■ EXERCISE BRIEF ■
Pictures stay out of your copy, but everything else in the records below must be repeated exactly.

■ THE DATA ■
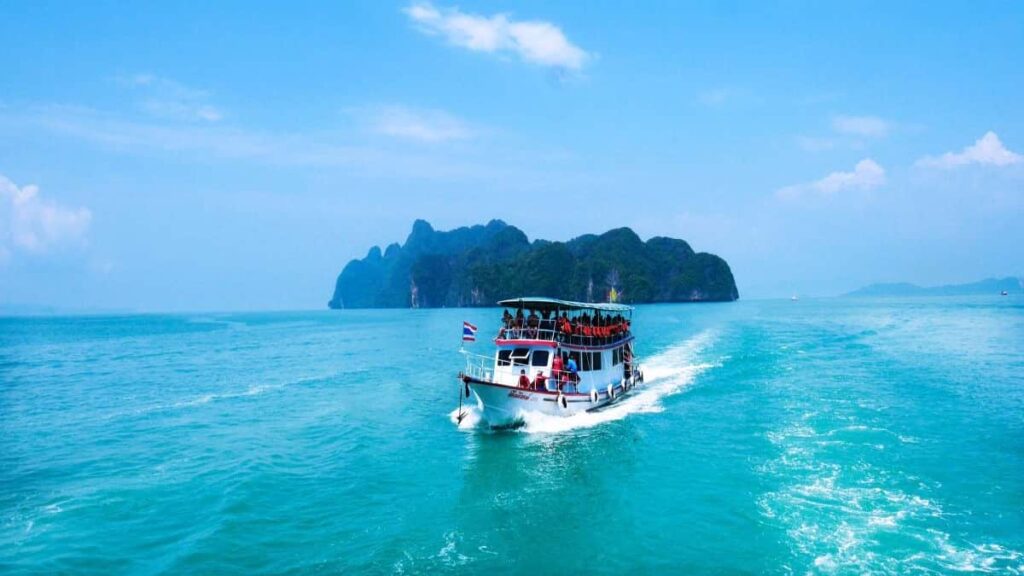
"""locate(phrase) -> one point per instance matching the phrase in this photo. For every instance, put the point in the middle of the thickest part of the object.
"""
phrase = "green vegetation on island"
(478, 265)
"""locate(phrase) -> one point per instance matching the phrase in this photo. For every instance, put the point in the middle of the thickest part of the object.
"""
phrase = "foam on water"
(837, 510)
(666, 374)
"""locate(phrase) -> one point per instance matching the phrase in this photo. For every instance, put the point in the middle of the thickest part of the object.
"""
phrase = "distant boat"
(596, 338)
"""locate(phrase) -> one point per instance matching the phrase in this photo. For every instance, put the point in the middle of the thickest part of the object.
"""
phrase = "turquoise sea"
(822, 437)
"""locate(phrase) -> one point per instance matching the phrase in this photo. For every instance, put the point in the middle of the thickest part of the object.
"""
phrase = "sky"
(228, 156)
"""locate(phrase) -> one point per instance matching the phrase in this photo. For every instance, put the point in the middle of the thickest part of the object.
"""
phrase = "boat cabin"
(562, 345)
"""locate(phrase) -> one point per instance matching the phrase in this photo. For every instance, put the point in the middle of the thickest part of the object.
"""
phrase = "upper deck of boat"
(552, 322)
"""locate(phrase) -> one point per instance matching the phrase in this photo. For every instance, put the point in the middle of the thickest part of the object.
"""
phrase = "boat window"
(576, 356)
(520, 356)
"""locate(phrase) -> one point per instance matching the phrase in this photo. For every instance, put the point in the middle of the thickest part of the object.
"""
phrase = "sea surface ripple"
(818, 437)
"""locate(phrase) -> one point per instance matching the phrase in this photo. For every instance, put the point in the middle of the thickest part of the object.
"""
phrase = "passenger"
(573, 370)
(523, 379)
(534, 323)
(540, 383)
(573, 373)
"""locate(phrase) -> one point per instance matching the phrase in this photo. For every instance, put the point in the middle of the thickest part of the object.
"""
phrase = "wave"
(666, 374)
(836, 510)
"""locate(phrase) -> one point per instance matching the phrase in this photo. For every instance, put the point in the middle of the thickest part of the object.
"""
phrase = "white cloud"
(866, 126)
(867, 174)
(415, 124)
(988, 151)
(34, 223)
(173, 100)
(535, 41)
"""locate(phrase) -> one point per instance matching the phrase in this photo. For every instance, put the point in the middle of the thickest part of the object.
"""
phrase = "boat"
(553, 357)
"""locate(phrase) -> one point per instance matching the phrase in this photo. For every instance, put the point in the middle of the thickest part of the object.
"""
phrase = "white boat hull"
(502, 405)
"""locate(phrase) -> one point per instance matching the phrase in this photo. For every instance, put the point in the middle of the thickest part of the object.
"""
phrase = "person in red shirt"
(523, 379)
(540, 382)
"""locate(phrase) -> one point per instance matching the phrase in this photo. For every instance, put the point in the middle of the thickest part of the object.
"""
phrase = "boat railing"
(548, 332)
(479, 366)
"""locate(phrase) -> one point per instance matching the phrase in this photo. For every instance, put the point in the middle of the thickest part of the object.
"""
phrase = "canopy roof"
(541, 303)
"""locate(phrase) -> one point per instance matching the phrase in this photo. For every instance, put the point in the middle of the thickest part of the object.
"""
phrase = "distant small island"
(991, 286)
(478, 265)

■ RESULT ■
"""locate(phrase) -> one point per instance matching the phrase in this photo. For every instance, put the point in the middle of the thickest part of the object.
"""
phrase = "green vegetation on island"
(478, 265)
"""locate(phrase) -> one point per instance matching the phrase in this photo. For every instance, put the point in the middle of the thickest part of the object.
"""
phrase = "foam on water"
(837, 510)
(666, 374)
"""locate(phrase) -> one point per instance matching the phrase in this photo. For every instance, put the point in the middle of the thickest part of the object.
"""
phrase = "distant boat"
(596, 338)
"""locate(phrase) -> one point per instance matching the phrase in this photo. For every instance, put the point in the middle of the thickest part of the object.
"""
phrase = "turquoise sea"
(822, 437)
"""locate(phrase) -> one point per instance matching the phrase in this photo. For every instance, put the point in the middle of the thickest part of the object.
"""
phrase = "sky"
(228, 156)
"""locate(phrase) -> one point per instance matching the phrase in this photo. For every instance, put the point in the middle of the thickest part of the object.
"""
phrase = "boat cabin"
(562, 345)
"""locate(phrase) -> one point per instance matching the phrase in this photo. For every instance, put the point in the middle of the thickest part of the object.
"""
phrase = "upper deck of boat"
(552, 322)
"""locate(phrase) -> one point per instance matching the phrase in this photo. For every instance, put the point in the middle of the thickest part of the object.
"""
phrase = "boat window"
(576, 356)
(520, 356)
"""locate(phrase) -> one point per instance matching the phrase in this photo. For every instance, put the point in the middle of the thickest part of the object.
"""
phrase = "sea surface ripple"
(818, 437)
"""locate(phrase) -> one point per instance matching the phrase in this photo. For every instance, put the point in the middle of the thickest part of the object.
"""
phrase = "passenger"
(573, 370)
(523, 379)
(534, 323)
(540, 383)
(573, 373)
"""locate(phrase) -> one point per instance matching the phrase in this photo. For every instance, put the point in the middle of the thickest part of the object.
"""
phrase = "wave"
(666, 374)
(836, 510)
"""locate(phrase) -> one point per instance matching the phrase in this photo. For every instance, put the point in the middle of the thickest part of the object.
"""
phrase = "white cloud"
(866, 126)
(867, 174)
(415, 124)
(988, 151)
(34, 223)
(173, 100)
(535, 41)
"""locate(phrase) -> one point per instance matching the phrase in this photo. For every instance, put the point in the middle of the thickest part of the object.
"""
phrase = "boat"
(553, 357)
"""locate(phrase) -> one point per instance matching the phrase in this photo. For every instance, put the point in the middle of the thickest part of the object.
"""
phrase = "white boat hull"
(502, 405)
"""locate(phrase) -> one point per instance matching the phrase in this photo. For every instance, put the point in the middle of the thickest part of the object.
"""
phrase = "person in red shirt"
(523, 379)
(540, 382)
"""locate(phrase) -> one point per instance matching the phrase in this photo. For every instance, put the point in the middle of the thickest part of the object.
"""
phrase = "boat railing"
(548, 332)
(479, 366)
"""locate(phrase) -> one point per instance matching the phrase in this photo. For every instance, put the point in the middle of the thickest part of the object.
"""
phrase = "canopy roof"
(541, 303)
"""locate(phrase) -> one point per instance matching the phrase in this photo. For every instance, put the point in the middle of the thickest part of the object.
"""
phrase = "distant small island"
(991, 286)
(478, 265)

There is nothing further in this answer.